* **ФРАГМЕНТ ТЕКСТА**
Однако какие бы параметры и специфические черты ни обретала потенциальная глобальная война, фактом остается глубокая  перестройка системы международных отношений, сопровождаемая конфликтами разной степени интенсивности. При этом яркий  атрибут Ялтинско-Потсдамской эпохи в виде систем коллективной безопасности, оформленных как межправительственные организации, чаще всего оказывается неспособным эти конфликты предотвратить или воздействовать на них таким образом, чтобы сократить масштабы кровопролития (достаточно вспомнить Лигу арабских государств в период «арабской весны»). Это автоматически ставит вопрос не столько об эффективности таких систем, но и о причинах слабой адаптации их функционала к реалиям переходного периода, а также перспективах этих систем  в условиях нового мирового порядка.

* **ЗАДАНИЕ 1**
Выберите из записей все строки, в которых встречается слово «correct».

* **ИСХОДНЫЕ ЗАПИСИ**
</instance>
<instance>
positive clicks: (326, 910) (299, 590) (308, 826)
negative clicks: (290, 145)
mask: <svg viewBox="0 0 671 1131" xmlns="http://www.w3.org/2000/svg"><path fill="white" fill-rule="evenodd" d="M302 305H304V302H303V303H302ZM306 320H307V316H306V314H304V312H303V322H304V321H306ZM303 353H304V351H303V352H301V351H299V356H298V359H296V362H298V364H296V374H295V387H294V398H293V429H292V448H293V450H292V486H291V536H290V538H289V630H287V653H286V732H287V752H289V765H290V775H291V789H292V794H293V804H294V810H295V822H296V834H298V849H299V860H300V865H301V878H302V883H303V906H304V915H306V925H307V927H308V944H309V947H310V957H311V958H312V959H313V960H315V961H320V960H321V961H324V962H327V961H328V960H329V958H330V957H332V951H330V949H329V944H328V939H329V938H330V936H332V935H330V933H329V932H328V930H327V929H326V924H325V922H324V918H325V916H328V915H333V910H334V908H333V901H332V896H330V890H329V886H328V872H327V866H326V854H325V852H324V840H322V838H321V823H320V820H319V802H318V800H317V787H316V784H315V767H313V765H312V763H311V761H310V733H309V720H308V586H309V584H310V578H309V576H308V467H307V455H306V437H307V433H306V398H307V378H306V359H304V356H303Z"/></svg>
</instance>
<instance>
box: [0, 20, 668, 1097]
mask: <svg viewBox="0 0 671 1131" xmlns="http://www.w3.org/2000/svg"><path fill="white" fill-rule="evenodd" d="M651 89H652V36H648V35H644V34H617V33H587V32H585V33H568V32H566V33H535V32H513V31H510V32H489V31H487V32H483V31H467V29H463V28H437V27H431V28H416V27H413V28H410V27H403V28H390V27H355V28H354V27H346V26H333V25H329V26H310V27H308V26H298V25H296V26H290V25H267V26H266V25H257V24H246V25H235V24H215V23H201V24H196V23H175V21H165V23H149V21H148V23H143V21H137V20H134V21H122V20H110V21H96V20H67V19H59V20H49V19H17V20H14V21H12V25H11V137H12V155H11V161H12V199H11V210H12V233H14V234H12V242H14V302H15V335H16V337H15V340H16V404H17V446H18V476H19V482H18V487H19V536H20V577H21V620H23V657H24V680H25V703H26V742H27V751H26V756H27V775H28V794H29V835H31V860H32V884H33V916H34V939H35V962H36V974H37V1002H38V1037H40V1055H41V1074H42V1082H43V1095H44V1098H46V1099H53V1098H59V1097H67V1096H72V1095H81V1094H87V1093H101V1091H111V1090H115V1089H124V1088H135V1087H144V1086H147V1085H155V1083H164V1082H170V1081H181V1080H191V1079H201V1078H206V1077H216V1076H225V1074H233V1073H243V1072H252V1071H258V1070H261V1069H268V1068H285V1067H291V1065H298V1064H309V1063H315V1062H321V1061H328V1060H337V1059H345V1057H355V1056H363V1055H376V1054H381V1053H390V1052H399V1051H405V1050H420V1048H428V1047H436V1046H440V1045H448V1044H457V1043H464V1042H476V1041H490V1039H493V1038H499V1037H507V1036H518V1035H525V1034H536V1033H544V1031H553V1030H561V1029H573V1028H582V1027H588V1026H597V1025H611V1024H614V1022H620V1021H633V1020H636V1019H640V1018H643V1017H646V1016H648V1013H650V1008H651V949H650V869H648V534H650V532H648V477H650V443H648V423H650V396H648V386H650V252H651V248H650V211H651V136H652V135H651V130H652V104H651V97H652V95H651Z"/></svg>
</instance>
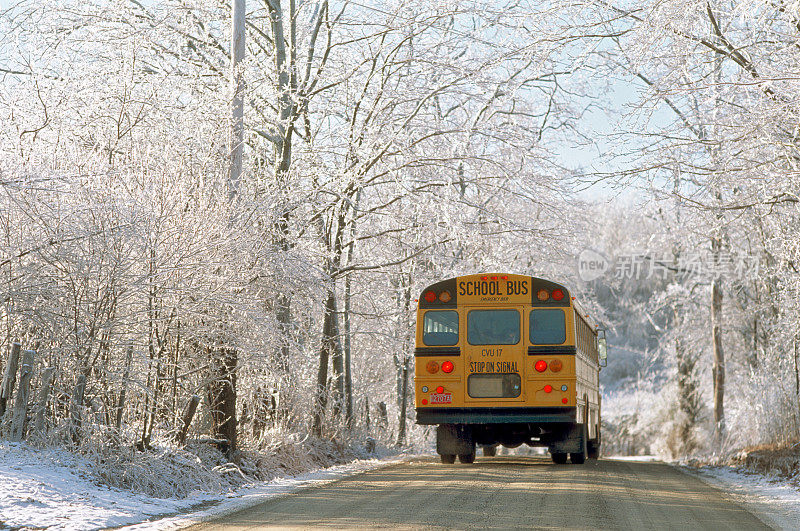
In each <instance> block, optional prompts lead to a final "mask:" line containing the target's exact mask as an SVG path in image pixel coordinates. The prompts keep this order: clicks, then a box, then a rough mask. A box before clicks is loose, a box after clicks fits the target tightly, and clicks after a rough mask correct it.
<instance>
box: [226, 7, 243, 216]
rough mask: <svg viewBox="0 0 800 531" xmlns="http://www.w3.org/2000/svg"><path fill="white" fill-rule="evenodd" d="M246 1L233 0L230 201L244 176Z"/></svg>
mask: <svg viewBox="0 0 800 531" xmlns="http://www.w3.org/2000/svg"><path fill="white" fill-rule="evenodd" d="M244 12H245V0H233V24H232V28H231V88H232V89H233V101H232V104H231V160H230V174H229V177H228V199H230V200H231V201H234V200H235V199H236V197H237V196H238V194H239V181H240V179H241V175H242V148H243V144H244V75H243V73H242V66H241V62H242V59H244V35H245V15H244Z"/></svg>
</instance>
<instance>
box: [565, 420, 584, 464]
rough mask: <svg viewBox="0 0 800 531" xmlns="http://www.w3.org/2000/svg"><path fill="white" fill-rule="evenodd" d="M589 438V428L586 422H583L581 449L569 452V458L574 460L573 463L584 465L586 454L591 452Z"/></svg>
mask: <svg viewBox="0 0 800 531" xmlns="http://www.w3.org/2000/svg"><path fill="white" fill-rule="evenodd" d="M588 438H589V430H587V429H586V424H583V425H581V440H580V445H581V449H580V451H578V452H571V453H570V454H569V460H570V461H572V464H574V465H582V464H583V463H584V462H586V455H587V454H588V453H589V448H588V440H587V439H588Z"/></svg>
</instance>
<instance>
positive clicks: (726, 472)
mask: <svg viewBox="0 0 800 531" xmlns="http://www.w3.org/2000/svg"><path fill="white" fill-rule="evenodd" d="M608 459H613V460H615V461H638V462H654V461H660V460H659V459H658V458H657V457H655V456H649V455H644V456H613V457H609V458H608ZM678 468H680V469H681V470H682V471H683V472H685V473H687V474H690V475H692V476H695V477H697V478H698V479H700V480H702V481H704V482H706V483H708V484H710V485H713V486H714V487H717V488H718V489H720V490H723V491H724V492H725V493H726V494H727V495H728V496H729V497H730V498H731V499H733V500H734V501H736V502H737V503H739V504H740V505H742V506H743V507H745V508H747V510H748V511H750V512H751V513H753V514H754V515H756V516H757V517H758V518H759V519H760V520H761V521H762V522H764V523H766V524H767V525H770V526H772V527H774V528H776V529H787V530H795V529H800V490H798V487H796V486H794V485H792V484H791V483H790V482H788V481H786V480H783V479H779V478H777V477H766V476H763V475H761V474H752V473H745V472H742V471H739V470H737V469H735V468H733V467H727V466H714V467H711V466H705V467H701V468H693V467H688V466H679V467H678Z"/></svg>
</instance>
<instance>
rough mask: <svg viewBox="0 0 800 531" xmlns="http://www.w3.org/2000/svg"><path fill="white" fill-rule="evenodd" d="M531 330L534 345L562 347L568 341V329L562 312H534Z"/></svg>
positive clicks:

...

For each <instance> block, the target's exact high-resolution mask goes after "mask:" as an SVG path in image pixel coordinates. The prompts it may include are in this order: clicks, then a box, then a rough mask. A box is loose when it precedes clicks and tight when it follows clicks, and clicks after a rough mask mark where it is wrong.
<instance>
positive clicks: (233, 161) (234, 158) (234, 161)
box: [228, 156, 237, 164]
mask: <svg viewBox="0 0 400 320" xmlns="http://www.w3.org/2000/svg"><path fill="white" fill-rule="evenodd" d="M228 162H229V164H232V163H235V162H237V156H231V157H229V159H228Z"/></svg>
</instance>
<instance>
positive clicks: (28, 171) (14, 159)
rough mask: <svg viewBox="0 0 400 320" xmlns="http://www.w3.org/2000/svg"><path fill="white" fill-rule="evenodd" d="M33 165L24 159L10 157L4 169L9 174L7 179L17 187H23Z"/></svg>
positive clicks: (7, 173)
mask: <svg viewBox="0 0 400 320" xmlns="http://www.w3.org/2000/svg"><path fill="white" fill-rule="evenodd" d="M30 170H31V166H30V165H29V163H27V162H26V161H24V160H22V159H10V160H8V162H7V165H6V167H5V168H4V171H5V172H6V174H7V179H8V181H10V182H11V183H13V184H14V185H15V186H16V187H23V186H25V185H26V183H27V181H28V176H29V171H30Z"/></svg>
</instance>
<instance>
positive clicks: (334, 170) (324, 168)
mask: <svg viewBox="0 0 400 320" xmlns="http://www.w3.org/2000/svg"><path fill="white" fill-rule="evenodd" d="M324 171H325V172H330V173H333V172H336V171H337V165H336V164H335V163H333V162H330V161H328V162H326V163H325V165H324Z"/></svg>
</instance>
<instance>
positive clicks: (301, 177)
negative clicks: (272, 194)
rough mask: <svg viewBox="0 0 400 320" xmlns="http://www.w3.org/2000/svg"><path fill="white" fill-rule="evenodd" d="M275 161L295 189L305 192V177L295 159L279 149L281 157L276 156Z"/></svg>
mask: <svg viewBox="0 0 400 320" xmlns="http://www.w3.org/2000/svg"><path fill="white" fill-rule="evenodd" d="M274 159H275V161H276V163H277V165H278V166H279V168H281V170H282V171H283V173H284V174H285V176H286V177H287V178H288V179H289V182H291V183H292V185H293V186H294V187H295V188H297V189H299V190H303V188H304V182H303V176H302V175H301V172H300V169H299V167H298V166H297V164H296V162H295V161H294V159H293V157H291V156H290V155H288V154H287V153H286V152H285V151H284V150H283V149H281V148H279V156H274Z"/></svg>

* * *

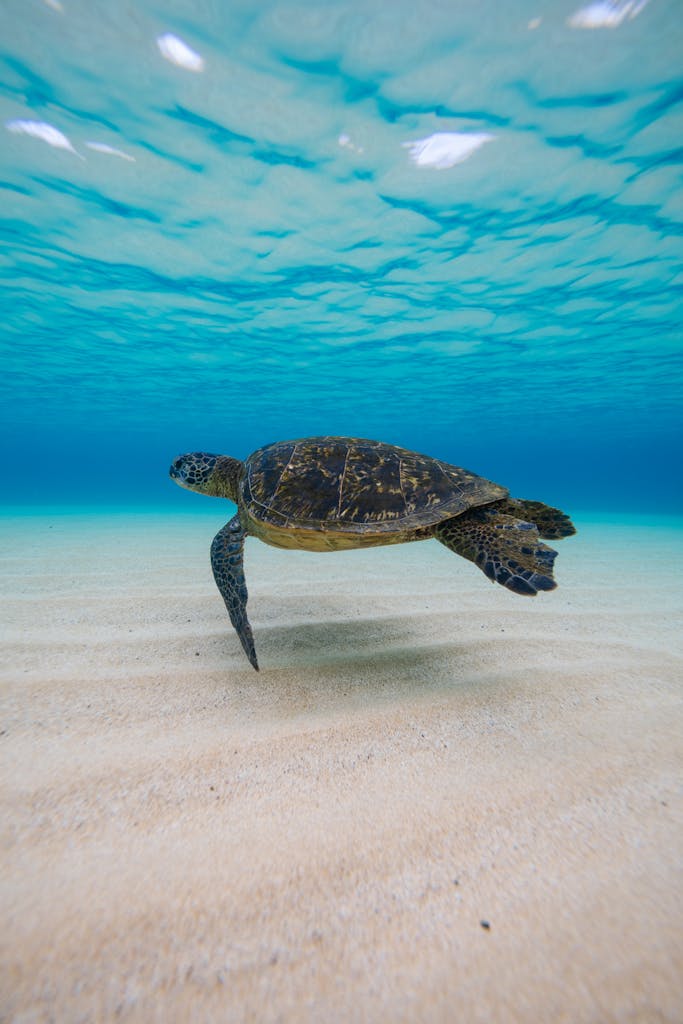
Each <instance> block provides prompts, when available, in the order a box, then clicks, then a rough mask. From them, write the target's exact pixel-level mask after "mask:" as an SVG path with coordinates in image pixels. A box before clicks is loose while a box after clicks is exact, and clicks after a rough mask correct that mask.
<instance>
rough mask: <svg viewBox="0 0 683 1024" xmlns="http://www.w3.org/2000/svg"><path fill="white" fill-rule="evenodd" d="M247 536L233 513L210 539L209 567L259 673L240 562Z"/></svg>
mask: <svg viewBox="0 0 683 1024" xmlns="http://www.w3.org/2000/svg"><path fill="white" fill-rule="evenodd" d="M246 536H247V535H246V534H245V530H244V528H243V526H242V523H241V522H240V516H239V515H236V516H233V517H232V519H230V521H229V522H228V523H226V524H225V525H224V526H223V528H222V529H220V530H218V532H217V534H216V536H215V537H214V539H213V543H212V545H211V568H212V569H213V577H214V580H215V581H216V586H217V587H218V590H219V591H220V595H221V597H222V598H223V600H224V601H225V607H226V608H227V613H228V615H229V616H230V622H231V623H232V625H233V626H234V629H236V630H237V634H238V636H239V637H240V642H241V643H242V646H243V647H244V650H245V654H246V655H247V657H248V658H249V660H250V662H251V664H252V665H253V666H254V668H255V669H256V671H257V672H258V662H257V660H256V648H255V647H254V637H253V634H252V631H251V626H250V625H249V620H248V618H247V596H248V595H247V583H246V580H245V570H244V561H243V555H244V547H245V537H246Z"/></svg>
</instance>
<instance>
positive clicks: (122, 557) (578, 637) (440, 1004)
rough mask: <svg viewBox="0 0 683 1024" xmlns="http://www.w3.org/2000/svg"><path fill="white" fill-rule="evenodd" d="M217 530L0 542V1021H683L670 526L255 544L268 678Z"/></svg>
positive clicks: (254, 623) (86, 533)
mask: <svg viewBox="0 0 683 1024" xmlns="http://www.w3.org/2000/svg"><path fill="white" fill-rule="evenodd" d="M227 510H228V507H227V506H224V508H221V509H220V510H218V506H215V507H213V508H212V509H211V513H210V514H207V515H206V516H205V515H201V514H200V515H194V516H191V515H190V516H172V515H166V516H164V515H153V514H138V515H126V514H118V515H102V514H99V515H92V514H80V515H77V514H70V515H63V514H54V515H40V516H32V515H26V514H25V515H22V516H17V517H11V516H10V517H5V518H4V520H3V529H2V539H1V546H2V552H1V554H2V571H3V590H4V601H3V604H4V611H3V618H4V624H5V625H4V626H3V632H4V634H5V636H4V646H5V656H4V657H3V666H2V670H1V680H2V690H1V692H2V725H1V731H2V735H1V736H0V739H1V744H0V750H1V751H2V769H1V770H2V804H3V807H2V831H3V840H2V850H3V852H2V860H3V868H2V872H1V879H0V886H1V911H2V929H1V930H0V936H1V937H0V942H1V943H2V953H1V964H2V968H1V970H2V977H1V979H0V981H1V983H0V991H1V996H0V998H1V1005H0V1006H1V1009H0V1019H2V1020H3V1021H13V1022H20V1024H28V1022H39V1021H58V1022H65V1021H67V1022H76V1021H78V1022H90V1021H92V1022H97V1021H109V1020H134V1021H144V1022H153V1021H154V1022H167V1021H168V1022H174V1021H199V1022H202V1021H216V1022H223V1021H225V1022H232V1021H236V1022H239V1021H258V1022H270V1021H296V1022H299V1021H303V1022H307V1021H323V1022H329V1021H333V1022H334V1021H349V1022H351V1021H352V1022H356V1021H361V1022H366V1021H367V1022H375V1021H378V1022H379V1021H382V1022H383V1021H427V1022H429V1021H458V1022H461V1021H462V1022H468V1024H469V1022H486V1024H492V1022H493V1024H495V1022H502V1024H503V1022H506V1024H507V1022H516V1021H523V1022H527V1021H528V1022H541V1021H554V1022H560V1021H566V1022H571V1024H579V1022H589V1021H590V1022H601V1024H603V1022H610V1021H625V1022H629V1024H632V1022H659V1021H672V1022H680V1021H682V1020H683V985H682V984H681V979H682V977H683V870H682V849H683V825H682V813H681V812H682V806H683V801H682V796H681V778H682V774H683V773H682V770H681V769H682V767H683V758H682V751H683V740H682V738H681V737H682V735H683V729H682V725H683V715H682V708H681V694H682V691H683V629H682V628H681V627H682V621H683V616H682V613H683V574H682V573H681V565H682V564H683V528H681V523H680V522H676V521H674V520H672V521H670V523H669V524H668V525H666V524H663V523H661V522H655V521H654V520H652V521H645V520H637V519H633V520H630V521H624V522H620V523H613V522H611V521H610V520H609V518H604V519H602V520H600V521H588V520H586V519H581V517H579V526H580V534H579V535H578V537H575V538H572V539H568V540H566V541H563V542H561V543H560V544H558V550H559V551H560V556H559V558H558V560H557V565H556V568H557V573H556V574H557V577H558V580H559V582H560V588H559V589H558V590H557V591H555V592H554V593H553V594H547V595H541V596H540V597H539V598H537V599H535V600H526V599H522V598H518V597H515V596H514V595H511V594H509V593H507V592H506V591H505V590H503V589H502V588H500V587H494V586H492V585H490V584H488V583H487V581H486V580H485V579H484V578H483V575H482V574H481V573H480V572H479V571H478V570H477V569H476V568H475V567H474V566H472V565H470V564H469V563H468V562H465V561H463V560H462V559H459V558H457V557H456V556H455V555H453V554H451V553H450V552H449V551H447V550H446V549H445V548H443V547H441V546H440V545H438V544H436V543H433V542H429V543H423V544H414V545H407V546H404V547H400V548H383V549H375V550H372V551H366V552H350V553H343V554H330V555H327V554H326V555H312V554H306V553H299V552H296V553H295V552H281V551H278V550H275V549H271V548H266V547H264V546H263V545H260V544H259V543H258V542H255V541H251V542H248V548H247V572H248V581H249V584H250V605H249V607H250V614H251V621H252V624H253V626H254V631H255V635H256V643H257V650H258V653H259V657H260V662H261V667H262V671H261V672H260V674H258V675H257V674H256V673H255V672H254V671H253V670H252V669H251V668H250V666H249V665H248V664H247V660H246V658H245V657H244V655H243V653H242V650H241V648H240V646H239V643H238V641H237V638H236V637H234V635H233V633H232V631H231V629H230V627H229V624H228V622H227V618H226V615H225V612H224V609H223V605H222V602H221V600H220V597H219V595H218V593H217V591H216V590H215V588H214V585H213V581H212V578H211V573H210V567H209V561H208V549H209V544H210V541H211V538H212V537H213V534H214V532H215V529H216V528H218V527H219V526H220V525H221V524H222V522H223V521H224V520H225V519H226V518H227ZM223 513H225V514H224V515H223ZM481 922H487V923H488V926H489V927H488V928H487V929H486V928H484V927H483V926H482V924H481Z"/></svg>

* **ЗАДАНИЕ 2**
Допишите следующую часть текста о системах коллективной безопасности при новом мировом порядке. Начните сразу после его последнего предложения.

* **РЕЗУЛЬТАТ 1**
In each <instance> block, optional prompts lead to a final "mask:" line containing the target's exact mask as an SVG path in image pixel coordinates. The prompts keep this order: clicks, then a box, then a rough mask. A box before clicks is loose, a box after clicks fits the target tightly, and clicks after a rough mask correct it.
Each <instance> block provides prompts, when available, in the order a box, then clicks, then a rough mask. From them, write the target's exact pixel-level mask after "mask:" as an SVG path with coordinates in image pixels. A box before clicks is loose while a box after clicks is exact, and clicks after a rough mask correct that mask.

* **РЕЗУЛЬТАТ 2**
Статья является приглашением к дискуссии о природе современных конфликтов  и будущей судьбе систем коллективной  безопасности в условиях актуализации цивилизационного подхода в практической геополитике. В качестве методологической базы исследования наряду с системным анализом был привлечен триадический подход, позволяющий определять комплексные характеристики тех или иных явлений. Необходимо  отметить, что в этом исследовании не проводилась граница между понятиями «конфликт» и «война» ввиду объемности этого дискурса  в политологии, конфликтологии, военной науке и т. д., акцент делался на конфликтности  в целом, изменении ее природы, гибридизации конфликтных взаимодействий.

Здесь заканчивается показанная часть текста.